### DOCUMENT SECTION
——————————

Rights NGOs found that all groups were responsible for war crimes such as deliberate killings, attacks on civilians and civilian objects, looting, and forced displacement.
Its report said that of the 1,837 civilians killed in the country between January 2023 and August 2025, more than 1,200 were the result of government forces. According to the United Nations, at least two million people are estimated to have been displaced since the conflict began.
HRW said President Ibrahim Traoré, the supreme commander of the armed forces, and six senior Burkinabé military commanders may be liable for serious abuses and should be investigated.
JNIM’s supreme leader Iyad Ag Ghali, who is wanted by the International Criminal Court (ICC) for alleged crimes in Mali in 2012–2013, and four JNIM commanders, may be held accountable in terms of command responsibility for abuses by JNIM in Burkina Faso and should also be investigated.
In one of the deadliest incidents, the Burkinabé army and allied militia killed more than 400 civilians in about 16 villages near the northern city of Djibo in December 2023.
HRW said the military government, which seized power in September 2022, and its allies targeted the Fulani ethnic group because of their alleged support for armed groups, resulting in the ethnic cleansing of entire communities.
“The scale of the atrocities taking place in Burkina Faso is mind-boggling, as is the lack of global attention to this crisis,” said Philippe Bolopian, HRW executive director.

——————————

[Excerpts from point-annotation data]
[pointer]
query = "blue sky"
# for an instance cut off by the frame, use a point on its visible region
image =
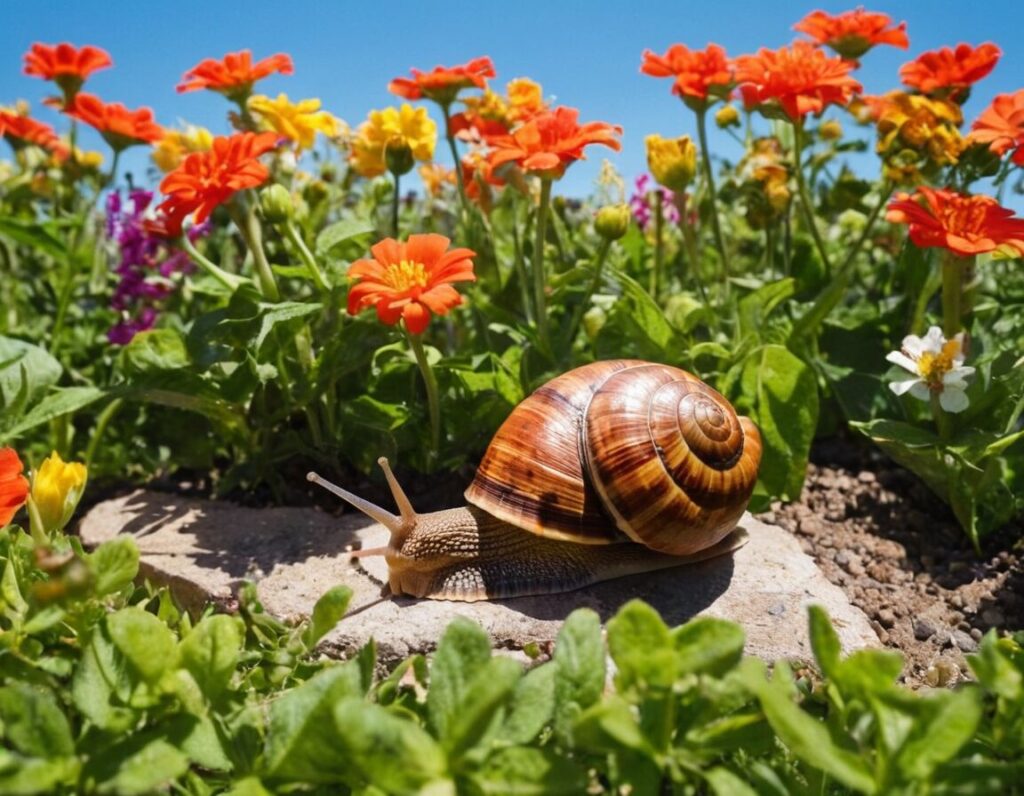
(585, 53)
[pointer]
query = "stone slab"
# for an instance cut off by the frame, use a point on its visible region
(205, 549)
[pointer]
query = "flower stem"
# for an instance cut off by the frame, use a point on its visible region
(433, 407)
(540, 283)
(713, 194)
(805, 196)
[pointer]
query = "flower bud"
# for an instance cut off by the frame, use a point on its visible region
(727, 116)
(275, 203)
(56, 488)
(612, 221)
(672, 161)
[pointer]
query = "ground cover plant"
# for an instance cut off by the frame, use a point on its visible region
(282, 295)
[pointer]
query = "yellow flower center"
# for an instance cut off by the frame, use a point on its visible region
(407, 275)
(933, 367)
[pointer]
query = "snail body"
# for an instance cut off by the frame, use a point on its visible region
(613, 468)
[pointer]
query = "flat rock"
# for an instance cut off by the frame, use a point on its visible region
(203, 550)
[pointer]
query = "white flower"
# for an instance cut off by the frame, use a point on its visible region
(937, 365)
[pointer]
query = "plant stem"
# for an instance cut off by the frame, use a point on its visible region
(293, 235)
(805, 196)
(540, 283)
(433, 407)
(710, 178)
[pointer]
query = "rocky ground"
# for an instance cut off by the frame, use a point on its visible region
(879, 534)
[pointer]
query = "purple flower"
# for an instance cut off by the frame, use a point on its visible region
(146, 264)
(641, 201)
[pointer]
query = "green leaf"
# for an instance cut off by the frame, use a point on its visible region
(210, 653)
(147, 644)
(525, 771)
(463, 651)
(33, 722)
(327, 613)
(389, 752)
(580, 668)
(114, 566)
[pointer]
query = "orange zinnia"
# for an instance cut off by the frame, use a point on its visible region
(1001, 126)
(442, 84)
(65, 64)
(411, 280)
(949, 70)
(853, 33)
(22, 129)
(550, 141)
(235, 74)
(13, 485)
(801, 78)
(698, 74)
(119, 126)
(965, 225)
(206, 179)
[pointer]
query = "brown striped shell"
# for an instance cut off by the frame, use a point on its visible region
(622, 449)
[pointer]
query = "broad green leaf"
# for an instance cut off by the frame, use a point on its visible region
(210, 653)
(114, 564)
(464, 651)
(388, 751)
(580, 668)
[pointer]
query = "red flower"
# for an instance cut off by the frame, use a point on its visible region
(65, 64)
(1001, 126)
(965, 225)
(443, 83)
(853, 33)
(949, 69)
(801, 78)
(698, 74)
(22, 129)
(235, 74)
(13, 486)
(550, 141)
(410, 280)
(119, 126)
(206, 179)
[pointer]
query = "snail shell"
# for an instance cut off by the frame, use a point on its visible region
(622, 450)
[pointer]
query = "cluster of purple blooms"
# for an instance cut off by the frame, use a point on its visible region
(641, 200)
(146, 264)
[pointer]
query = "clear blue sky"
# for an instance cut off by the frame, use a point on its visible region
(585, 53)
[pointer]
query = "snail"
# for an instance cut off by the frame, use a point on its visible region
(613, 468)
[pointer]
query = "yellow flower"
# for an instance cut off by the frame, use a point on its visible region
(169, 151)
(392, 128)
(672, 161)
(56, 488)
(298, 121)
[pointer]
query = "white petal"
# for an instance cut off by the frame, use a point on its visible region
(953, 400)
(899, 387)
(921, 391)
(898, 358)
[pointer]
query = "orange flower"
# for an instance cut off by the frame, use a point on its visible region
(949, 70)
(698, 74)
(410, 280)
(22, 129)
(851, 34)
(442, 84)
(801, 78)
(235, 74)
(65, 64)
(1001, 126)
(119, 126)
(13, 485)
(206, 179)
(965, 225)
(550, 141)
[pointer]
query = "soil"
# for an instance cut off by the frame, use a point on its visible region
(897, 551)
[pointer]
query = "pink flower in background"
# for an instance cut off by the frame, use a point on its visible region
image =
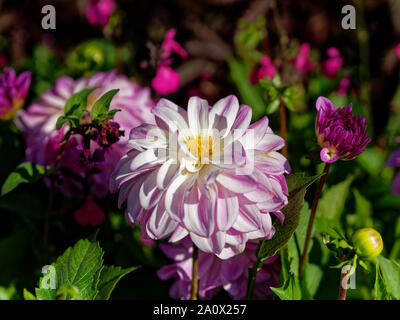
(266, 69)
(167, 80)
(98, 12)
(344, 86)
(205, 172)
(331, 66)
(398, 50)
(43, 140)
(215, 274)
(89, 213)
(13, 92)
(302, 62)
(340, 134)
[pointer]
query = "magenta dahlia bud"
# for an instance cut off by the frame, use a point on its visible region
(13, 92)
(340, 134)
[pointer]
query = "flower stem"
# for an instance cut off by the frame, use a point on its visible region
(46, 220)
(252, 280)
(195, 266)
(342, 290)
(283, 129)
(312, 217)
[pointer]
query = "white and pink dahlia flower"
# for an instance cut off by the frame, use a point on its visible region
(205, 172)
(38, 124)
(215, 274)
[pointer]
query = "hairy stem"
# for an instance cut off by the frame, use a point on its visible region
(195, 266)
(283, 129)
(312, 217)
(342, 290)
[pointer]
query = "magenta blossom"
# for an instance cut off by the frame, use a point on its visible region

——————————

### PROBLEM SET
1. Recast the paragraph of the article on Burkina Faso that begins "JNIM's supreme leader Iyad Ag Ghali" as a short bulleted list that keeps its main facts.
2. Using the article on Burkina Faso, answer these questions:
(a) In what month and year did the military government seize power?
(b) How many civilians did the Burkinabé army and allied militia kill near Djibo in December 2023?
(c) What position does Philippe Bolopian hold?
3. Extend the article on Burkina Faso, starting after its final sentence.
The entries are separate material and have no connection to the article on Burkina Faso.

### TASK RESULTS
1.
- Iyad Ag Ghali is JNIM's supreme leader.
- The International Criminal Court wants him for alleged crimes in Mali in 2012–2013.
- He and four JNIM commanders may be held accountable, under command responsibility, for JNIM abuses in Burkina Faso.
- They should also be investigated.

2.
(a) September 2022
(b) More than 400, in about 16 villages
(c) HRW executive director

3.
“The junta itself is committing appalling abuses, failing to hold those responsible on all sides accountable, and cutting back on reporting to obscure the suffering of civilians caught up in the violence.”
‘Shot in the back of the neck’
HRW interviewed relatives of several victims, highlighting the widespread use of threats and violence to dominate and punish communities as part of efforts to extend territorial control into rural areas.
In November 2023, government-affiliated militias killed 13 Fulani civilians, including six women and four children, in the western village of Basse.
A 41-year-old man said, “All the bodies except my son’s were kept together in the courtyard, with torn clothes over their eyes and their hands tied behind their backs… riddled with bullets.”
“My son… was lying on his stomach. He was shot in the back of the neck.”
On August 24, 2024, JNIM killed at least 133 civilians, including dozens of children, in the central city of Barsalogho.
“(JNIM fighters) fired continuously, as if they had a lot of ammunition,” said a 39-year-old man.
“People were falling like flies. They came to finish us off. They spared no one.” Five members of his family were killed in the attack.